GOAL OF THE EXERCISE -> In the records below, copy the stretch from the line containing "of the brass" through the end of the records, changing "innermost point" to "central point" and leaving everything else unchanged.

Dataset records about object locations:
········

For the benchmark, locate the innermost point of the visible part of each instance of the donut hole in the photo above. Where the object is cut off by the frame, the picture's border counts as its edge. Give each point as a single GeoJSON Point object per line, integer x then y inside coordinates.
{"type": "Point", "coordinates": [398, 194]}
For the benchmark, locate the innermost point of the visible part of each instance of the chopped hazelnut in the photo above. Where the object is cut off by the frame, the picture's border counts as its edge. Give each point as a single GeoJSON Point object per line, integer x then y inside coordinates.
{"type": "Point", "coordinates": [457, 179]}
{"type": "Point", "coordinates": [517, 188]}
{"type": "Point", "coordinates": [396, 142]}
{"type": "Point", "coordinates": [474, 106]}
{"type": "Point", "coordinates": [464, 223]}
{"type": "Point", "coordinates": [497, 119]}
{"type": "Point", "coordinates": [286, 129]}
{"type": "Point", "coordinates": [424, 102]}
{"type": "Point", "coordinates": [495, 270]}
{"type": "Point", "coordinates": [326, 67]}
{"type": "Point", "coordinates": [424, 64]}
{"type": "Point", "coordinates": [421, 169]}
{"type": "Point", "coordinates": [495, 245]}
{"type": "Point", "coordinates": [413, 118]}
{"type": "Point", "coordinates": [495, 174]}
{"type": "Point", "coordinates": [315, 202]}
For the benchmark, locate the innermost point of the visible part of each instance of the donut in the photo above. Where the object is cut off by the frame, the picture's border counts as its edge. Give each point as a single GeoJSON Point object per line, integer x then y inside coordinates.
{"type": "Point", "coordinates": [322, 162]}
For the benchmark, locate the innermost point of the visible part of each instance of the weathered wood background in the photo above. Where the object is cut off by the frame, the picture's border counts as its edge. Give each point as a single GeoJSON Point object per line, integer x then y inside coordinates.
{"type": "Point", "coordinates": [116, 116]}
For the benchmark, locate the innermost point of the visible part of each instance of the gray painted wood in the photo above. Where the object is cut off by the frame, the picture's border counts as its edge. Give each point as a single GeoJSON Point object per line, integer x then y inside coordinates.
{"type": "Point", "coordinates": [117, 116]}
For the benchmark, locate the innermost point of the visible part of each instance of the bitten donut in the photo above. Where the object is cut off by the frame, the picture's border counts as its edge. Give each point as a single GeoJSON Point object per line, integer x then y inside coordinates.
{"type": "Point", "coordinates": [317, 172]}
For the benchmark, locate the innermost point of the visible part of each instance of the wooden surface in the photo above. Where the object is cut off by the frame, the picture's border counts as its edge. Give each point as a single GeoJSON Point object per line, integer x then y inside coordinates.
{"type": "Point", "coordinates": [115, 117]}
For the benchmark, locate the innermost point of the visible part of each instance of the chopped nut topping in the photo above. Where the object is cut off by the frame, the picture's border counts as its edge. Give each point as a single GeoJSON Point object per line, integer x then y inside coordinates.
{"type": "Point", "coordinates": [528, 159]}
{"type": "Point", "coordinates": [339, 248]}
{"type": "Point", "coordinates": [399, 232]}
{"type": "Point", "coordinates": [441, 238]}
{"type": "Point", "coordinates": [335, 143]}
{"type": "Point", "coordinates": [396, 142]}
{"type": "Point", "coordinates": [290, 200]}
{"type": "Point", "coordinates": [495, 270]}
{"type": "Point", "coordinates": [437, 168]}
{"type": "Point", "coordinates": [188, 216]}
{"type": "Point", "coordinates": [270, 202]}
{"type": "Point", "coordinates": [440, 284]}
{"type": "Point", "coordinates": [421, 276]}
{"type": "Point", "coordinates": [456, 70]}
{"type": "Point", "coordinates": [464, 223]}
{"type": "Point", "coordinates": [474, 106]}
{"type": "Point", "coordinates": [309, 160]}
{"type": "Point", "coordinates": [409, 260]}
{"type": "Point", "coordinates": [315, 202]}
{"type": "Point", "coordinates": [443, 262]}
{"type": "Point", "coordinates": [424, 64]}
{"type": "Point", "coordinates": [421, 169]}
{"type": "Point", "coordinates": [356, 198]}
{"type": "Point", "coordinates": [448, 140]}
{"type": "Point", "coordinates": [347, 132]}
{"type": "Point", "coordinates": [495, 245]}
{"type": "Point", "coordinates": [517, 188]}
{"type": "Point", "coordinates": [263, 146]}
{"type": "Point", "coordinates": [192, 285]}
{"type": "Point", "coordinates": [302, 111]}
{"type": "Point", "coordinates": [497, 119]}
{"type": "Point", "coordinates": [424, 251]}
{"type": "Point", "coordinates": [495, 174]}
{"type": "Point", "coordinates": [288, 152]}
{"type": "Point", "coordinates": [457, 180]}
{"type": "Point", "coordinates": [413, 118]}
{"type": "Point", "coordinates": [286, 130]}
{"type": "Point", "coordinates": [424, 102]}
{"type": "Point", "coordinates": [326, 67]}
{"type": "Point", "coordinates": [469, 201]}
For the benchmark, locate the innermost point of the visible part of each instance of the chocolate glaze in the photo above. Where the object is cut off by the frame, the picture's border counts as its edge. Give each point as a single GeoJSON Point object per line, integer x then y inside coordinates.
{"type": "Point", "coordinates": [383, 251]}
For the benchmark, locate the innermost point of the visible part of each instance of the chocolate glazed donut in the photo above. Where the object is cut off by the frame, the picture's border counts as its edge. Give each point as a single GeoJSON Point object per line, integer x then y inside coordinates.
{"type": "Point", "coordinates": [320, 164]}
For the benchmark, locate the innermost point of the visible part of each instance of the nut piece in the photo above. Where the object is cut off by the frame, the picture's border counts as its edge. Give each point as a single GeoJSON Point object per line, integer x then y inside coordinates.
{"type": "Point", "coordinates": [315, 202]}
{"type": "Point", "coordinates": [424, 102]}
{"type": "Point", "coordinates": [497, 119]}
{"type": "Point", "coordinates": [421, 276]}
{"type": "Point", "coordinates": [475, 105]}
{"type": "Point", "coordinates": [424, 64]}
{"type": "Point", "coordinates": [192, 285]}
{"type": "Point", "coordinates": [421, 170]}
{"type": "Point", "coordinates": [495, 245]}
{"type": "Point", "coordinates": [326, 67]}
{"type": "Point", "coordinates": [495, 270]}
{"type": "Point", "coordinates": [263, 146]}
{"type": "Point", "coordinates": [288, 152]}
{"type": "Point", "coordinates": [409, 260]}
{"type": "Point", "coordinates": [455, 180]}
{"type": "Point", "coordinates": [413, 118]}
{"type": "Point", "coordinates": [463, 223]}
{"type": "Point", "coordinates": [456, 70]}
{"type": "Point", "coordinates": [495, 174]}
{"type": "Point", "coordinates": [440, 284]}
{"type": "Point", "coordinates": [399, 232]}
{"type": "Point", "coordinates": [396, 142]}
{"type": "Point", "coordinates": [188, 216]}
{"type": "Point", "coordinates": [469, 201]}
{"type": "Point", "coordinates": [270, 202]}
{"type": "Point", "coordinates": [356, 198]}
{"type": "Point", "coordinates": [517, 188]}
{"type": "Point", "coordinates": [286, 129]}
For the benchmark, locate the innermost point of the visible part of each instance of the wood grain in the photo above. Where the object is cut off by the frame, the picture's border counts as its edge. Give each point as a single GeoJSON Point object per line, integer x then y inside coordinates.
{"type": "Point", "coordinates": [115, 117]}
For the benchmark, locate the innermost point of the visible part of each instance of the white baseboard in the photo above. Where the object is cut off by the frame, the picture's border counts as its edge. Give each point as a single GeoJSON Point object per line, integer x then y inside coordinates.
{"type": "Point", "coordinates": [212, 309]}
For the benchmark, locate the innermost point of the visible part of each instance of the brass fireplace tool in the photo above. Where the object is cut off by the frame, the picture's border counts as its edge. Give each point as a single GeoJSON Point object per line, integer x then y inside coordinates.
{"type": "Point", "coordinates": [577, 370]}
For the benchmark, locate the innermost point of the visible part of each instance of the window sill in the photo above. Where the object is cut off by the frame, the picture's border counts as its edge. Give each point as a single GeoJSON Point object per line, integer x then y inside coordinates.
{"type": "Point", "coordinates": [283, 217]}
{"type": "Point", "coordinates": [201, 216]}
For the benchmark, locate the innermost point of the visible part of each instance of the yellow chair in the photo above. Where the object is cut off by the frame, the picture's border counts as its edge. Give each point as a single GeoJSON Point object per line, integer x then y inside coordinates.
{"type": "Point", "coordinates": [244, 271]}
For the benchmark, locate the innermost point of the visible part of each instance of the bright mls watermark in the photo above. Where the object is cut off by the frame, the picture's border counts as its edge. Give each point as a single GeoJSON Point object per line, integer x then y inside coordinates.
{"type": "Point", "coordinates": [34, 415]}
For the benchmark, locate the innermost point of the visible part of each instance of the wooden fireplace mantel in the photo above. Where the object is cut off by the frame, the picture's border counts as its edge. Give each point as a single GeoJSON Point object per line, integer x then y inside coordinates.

········

TASK SOLUTION ->
For the benchmark, locate the central point of the visible part of each instance of the brass fireplace tool in the photo above. Where the object is cut off by the frame, the picture's border counts as its edge. Give each point as a single GeoJSON Point object per line, integer x then y inside coordinates.
{"type": "Point", "coordinates": [577, 370]}
For the benchmark, locate the central point of the visible part of each instance of the window sill in the photo above. Where the object is cut off by the frame, the picture's border counts as its edge. Give each point as a single GeoJSON Point object per line, integer x then y inside coordinates.
{"type": "Point", "coordinates": [283, 217]}
{"type": "Point", "coordinates": [201, 216]}
For the benchmark, locate the central point of the visible part of each instance of the yellow chair in the photo above. Where the object is cut off by the frame, the picture's border counts as its edge. Give each point as a single GeoJSON Point object per line, integer x then y inside coordinates.
{"type": "Point", "coordinates": [244, 271]}
For the benchmark, locate the central point of the visible part of each instance of the bright mls watermark in the photo above. Where the object is cut off by the frame, the picture's border counts as its edge. Give each point as a single GeoJSON Point object per line, integer x then y inside coordinates.
{"type": "Point", "coordinates": [34, 415]}
For the benchmark, locate the central point of the visible part of each instance of the wooden fireplace mantel in the photo above. Where the object is cut off by the frame, the picture's border counts as its edge. Give each point as a single GeoJSON Point object per line, integer x then y inside coordinates.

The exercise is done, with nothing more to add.